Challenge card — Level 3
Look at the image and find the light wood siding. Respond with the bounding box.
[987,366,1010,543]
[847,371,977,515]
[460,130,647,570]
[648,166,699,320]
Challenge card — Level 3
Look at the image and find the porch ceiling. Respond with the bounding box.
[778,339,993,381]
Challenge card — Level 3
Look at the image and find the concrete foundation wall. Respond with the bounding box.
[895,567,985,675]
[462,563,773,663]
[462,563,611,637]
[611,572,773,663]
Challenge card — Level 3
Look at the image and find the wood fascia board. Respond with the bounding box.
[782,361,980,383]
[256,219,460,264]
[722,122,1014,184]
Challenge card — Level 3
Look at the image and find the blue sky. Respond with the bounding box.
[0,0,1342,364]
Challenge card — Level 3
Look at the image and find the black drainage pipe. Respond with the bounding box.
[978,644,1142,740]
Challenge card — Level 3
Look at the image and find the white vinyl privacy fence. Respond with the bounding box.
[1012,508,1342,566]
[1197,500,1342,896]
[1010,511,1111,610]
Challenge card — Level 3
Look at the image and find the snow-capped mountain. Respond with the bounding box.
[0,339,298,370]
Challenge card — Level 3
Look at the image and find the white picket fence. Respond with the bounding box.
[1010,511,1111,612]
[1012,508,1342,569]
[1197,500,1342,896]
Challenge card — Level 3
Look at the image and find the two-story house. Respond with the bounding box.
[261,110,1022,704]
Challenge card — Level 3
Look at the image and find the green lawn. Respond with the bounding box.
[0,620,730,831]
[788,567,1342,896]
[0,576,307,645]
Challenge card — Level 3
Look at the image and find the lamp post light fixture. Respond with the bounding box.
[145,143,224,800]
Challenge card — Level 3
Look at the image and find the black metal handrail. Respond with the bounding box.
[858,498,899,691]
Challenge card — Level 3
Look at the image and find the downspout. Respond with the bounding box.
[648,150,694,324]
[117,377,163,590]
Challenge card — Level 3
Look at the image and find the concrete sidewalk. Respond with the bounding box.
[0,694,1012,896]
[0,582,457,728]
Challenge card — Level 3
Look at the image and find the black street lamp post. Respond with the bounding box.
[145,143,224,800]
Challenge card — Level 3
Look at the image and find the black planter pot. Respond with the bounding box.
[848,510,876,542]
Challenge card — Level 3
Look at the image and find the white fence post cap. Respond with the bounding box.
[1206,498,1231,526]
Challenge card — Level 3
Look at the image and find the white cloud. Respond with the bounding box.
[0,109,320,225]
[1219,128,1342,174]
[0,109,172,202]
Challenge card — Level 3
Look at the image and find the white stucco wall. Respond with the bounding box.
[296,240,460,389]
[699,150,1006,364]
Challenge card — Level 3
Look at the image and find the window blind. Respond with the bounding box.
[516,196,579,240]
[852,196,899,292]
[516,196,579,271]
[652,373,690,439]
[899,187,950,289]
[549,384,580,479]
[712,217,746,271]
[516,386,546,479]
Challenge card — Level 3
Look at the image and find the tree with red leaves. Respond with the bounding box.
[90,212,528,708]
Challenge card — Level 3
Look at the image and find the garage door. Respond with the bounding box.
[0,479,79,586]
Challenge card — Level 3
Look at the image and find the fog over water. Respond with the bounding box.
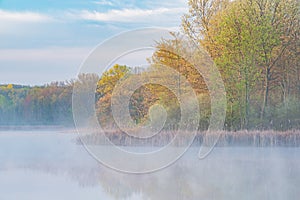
[0,130,300,200]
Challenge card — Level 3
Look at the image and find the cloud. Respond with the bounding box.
[79,8,186,22]
[0,10,51,22]
[93,0,114,6]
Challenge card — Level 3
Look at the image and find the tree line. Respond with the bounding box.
[0,82,73,126]
[0,0,300,131]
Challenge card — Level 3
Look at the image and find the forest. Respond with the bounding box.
[0,0,300,131]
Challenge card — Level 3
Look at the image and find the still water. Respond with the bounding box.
[0,131,300,200]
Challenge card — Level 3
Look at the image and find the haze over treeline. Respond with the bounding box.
[0,0,300,130]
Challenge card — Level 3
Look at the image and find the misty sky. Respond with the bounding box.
[0,0,187,85]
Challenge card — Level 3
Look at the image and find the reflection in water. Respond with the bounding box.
[0,132,300,200]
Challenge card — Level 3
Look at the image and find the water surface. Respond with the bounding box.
[0,130,300,200]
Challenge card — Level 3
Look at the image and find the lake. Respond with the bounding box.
[0,130,300,200]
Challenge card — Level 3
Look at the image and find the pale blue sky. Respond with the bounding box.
[0,0,187,85]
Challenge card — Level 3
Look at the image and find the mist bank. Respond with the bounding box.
[77,130,300,147]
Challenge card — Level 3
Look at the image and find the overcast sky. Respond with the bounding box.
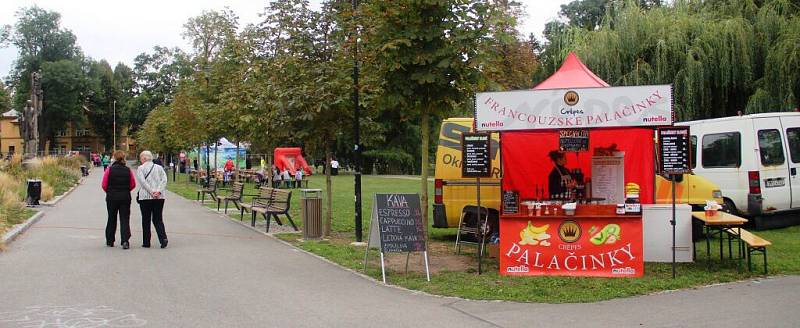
[0,0,569,78]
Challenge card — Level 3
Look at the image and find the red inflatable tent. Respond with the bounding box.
[275,147,311,176]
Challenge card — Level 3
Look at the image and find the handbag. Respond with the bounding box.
[136,164,156,204]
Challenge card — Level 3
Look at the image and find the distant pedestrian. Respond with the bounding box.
[272,166,283,188]
[136,150,167,248]
[294,169,303,188]
[153,153,166,165]
[103,154,111,171]
[102,150,136,249]
[331,158,339,175]
[281,168,292,189]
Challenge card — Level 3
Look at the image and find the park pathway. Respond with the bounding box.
[0,170,800,327]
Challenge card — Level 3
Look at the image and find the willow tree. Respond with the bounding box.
[542,0,800,120]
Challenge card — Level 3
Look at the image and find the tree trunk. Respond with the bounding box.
[323,150,333,237]
[420,104,431,231]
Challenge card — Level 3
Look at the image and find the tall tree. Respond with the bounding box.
[133,46,193,131]
[362,0,500,231]
[9,6,85,150]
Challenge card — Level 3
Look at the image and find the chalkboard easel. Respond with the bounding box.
[364,194,431,284]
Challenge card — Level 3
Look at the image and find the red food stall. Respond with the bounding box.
[475,54,672,277]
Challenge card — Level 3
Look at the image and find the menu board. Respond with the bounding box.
[558,129,589,151]
[461,133,492,178]
[658,127,692,174]
[503,190,519,214]
[369,194,426,253]
[592,153,625,204]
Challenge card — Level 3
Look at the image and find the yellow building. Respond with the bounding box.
[0,109,23,157]
[0,109,136,157]
[48,122,135,154]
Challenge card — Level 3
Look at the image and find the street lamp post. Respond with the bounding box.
[352,0,362,243]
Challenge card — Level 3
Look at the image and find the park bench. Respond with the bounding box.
[252,189,298,232]
[725,229,772,274]
[217,182,244,214]
[239,187,275,227]
[197,178,217,204]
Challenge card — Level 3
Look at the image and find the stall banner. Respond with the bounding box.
[475,85,673,131]
[499,216,644,277]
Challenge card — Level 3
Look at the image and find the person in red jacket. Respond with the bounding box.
[102,150,136,249]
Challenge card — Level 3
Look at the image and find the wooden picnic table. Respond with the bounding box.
[692,211,747,266]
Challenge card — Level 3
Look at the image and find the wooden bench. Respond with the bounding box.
[239,187,275,227]
[217,182,244,214]
[197,178,217,204]
[252,189,298,232]
[725,229,772,274]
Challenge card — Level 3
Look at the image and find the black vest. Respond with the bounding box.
[106,162,131,201]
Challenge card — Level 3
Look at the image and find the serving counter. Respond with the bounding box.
[499,205,644,277]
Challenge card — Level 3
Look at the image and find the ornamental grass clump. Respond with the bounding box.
[0,172,26,234]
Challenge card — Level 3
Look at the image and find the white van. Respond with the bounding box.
[676,112,800,228]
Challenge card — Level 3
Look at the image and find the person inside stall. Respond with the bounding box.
[547,150,575,199]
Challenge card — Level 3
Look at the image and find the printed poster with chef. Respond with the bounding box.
[499,217,644,277]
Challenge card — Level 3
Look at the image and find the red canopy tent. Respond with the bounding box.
[501,53,655,204]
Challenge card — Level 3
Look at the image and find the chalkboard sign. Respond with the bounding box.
[461,133,492,178]
[558,129,589,151]
[369,194,425,253]
[658,127,691,174]
[503,190,519,214]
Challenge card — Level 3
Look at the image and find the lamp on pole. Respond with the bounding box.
[111,100,117,151]
[352,0,362,243]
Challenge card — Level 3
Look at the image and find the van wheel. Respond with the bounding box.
[722,198,739,215]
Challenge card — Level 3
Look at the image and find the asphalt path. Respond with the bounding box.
[0,170,800,328]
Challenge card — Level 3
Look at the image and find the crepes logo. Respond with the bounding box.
[564,90,581,106]
[519,221,550,247]
[558,220,581,243]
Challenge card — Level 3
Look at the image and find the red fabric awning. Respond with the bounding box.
[533,52,609,90]
[501,53,655,204]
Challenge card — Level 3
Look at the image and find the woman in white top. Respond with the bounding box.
[136,150,167,248]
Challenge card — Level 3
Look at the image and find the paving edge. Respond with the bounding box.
[0,211,44,246]
[178,192,787,306]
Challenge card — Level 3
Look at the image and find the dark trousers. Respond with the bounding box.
[106,199,131,244]
[139,199,167,245]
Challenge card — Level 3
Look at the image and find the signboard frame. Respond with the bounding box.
[461,132,492,178]
[364,193,431,284]
[558,129,589,152]
[658,126,692,175]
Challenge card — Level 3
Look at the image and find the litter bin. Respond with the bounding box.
[300,189,322,240]
[25,179,42,206]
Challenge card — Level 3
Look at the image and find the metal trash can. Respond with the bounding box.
[25,179,42,206]
[300,189,322,240]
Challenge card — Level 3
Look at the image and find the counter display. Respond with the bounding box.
[500,205,644,277]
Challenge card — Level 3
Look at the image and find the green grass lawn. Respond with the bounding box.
[164,175,800,303]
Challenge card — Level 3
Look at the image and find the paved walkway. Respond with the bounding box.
[0,170,800,327]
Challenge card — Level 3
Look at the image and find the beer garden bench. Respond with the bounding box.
[217,182,244,214]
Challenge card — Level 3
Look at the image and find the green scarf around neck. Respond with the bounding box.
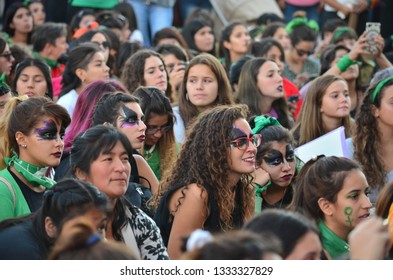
[318,221,349,259]
[4,151,56,189]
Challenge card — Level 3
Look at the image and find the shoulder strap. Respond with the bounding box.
[0,177,16,208]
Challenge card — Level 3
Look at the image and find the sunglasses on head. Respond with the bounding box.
[0,52,12,61]
[295,48,313,56]
[229,134,262,151]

____________

Exercise: Locate every line in the listing above that contains the string "counter", and copy each one.

Task answer:
Look at the image and find the serving counter. Respond with the bounding box.
Look at the image and find the counter display. Respond with the bounding box.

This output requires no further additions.